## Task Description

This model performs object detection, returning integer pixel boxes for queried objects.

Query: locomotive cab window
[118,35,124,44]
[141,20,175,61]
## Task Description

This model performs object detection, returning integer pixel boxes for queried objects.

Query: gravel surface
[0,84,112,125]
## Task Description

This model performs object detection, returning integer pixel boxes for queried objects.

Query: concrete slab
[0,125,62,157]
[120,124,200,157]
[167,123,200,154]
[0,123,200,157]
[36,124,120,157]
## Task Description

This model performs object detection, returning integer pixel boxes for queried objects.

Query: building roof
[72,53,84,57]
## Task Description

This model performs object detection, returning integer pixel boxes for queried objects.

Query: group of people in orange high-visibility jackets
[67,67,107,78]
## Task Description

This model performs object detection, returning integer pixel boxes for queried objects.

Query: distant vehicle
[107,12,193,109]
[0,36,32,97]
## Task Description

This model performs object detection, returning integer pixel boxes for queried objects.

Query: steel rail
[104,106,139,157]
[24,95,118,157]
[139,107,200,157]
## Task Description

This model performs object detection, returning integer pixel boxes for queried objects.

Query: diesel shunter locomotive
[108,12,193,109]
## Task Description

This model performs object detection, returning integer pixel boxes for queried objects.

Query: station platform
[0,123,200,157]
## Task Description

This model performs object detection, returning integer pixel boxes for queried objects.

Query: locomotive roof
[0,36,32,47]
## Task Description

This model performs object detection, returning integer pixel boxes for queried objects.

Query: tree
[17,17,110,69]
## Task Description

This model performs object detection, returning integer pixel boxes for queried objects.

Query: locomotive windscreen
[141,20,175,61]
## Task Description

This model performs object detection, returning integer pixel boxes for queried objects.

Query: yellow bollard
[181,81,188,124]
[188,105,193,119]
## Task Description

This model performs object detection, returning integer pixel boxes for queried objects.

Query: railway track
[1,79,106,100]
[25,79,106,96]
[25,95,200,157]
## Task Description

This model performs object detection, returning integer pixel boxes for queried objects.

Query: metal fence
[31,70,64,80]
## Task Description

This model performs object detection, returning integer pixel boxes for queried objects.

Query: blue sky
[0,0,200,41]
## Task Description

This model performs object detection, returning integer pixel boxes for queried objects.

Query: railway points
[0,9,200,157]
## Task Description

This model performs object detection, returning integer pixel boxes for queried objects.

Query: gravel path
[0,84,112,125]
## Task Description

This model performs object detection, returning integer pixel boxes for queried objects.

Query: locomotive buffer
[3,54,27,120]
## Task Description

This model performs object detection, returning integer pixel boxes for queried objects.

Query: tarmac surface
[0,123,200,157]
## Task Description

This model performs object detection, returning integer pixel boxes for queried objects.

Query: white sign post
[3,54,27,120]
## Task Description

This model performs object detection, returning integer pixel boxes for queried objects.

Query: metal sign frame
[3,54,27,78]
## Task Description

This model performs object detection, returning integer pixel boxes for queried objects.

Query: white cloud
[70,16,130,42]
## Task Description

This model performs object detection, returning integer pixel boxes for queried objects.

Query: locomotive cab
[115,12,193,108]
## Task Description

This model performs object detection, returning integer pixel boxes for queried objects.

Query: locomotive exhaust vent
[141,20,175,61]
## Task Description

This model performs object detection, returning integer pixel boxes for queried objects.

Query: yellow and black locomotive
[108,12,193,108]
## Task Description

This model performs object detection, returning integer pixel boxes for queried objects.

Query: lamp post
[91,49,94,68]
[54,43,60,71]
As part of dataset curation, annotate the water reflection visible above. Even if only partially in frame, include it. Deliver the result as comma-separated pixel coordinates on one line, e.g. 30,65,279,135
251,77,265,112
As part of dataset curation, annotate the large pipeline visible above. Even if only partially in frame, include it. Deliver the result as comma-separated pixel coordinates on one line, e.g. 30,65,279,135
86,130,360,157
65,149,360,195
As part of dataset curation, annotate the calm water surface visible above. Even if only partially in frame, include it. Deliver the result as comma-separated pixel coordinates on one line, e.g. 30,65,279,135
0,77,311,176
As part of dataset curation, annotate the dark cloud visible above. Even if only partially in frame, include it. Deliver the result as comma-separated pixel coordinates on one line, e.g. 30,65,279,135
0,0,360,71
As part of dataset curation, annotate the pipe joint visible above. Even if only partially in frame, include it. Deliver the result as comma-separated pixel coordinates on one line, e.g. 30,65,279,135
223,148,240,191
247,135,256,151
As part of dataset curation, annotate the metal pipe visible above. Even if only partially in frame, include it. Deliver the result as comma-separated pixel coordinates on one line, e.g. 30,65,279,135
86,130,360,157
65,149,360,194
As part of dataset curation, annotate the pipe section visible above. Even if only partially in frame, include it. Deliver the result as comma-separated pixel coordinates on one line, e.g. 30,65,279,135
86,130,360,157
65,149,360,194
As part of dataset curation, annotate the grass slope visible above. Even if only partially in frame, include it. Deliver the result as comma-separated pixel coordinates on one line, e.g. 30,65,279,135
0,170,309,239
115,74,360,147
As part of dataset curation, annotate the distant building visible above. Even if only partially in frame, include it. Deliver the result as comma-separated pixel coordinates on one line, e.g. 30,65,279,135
★ ★ ★
- **Your instructions**
Could you copy all of the material above, line for line and without any change?

- **Result of this exercise**
## Task Description

This model performs object detection, returning integer pixel boxes for queried objects.

Query: locomotive cab window
[118,35,124,44]
[141,20,175,61]
## Task Description

This model performs object detection, returning integer pixel boxes for queried objects.

Query: gravel surface
[0,84,112,125]
## Task Description

This model performs object detection, returning integer pixel boxes for queried objects.

Query: concrete slab
[0,125,62,157]
[120,124,200,157]
[167,123,200,154]
[0,123,200,157]
[36,124,120,157]
## Task Description

This model performs object detection, returning integer pixel boxes for queried objects.

Query: building roof
[72,53,84,57]
## Task Description

This model performs object detection, returning integer pixel boxes for queried objects.

Query: group of people in orange high-visibility jackets
[67,67,107,78]
## Task Description

This model performs object detection, returning integer pixel boxes for queried objects.

Query: distant vehicle
[107,12,193,109]
[0,36,32,97]
## Task Description

This model performs object detection, returning integer pixel boxes for queried objects.

Query: steel rail
[104,106,139,157]
[24,95,118,157]
[139,107,200,157]
## Task Description

This model performs object detection, returning integer pixel boxes for queried objects.

Query: diesel shunter locomotive
[108,12,193,109]
## Task Description

This model performs object detection, returning integer pixel boxes for queried objects.

Query: station platform
[0,123,200,157]
## Task Description

This model performs object detection, returning integer pixel boxes for queried objects.

Query: locomotive roof
[0,36,32,47]
## Task Description

This model performs object detection, returning integer pixel boxes for queried objects.

Query: tree
[17,17,110,69]
## Task Description

This model performs object detection, returning integer pixel boxes for queried objects.

Query: locomotive windscreen
[141,20,175,61]
## Task Description

This model performs object detection, returning integer pixel boxes for queried objects.

Query: yellow bollard
[181,81,188,124]
[188,105,193,119]
## Task Description

This model performs object detection, returning integer pixel boxes for queried objects.

Query: railway track
[1,79,106,100]
[25,79,106,96]
[25,95,200,157]
## Task Description

This model performs object detection, returning integer pixel boxes for queried objects.

Query: metal fence
[31,70,64,80]
## Task Description

This model performs object detection, returning integer pixel boxes for queried objects.

Query: blue sky
[0,0,200,41]
## Task Description

This model performs object detection, returning integer pixel boxes for queried objects.

Query: railway points
[0,9,200,157]
## Task Description

This model performs object detection, returning integer pixel boxes for queried objects.

Query: gravel path
[0,84,112,125]
## Task Description

This model performs object detection, returning integer pixel boxes for queried objects.

Query: locomotive buffer
[3,54,27,120]
## Task Description

This model performs object detection, returning integer pixel boxes for queried objects.

Query: tarmac surface
[0,123,200,157]
## Task Description

This model performs object detection, returning integer pixel boxes for queried objects.

Query: white sign post
[3,54,27,120]
## Task Description

This model performs object detection, returning integer pixel boxes for queried objects.

Query: metal sign frame
[3,54,27,78]
## Task Description

This model performs object detection, returning integer pixel boxes for queried objects.

Query: white cloud
[70,16,130,42]
## Task Description

This model performs object detection, returning integer pixel boxes for queried objects.

Query: locomotive cab
[115,12,193,108]
## Task Description

This model performs object detection, returning integer pixel boxes for queried objects.

Query: locomotive exhaust vent
[141,20,175,61]
## Task Description

This model performs object detection, returning integer pixel boxes for queried objects.

Query: yellow and black locomotive
[108,12,193,108]
## Task Description

This model performs object detection, returning integer pixel boxes for queried objects.

Query: lamp post
[91,49,94,68]
[54,43,60,71]
As part of dataset curation, annotate the water reflection visible above. Even if only partially in frame, include it. Deliver the result as comma-separated pixel coordinates on one line, e.g. 30,65,279,135
251,77,265,112
As part of dataset curation, annotate the large pipeline visible above. Even if only partially in frame, include it. Deliver the result as comma-separated pixel coordinates on one line, e.g. 30,65,279,135
86,130,360,157
65,149,360,195
As part of dataset curation, annotate the calm water surface visible above. Even if only partially in frame, include it. Deliver the result as comma-separated pixel coordinates on one line, e.g. 30,65,279,135
0,77,311,176
As part of dataset curation, annotate the dark cloud visible above. Even if only partially in frame, include it. Deliver the result as comma-separated pixel coordinates on one line, e.g. 30,65,279,135
0,0,360,71
As part of dataset curation, annotate the pipe joint visible above. Even if only partially in frame, include it. Deliver the result as comma-separated pixel coordinates on one line, e.g. 30,65,279,135
223,148,240,191
247,135,256,151
As part of dataset curation, annotate the metal pipe visible above. Even if only partially in frame, include it. Deliver the result as comma-separated pixel coordinates on one line, e.g. 30,65,279,135
86,130,360,157
65,149,360,194
As part of dataset curation, annotate the pipe section visible above. Even if only partially in frame, include it. Deliver the result as comma-separated pixel coordinates on one line, e.g. 30,65,279,135
86,130,360,157
65,149,360,194
As part of dataset curation, annotate the grass slope visible above. Even if only partially in frame, include it. Deliver the result as comma-separated pixel coordinates on one line, e.g. 30,65,279,135
0,170,309,239
115,74,360,147
As part of dataset curation, annotate the distant building visible above. Even if only partially in frame, include it. Deliver the result as comma-separated pixel coordinates on one line, e.g. 30,65,279,135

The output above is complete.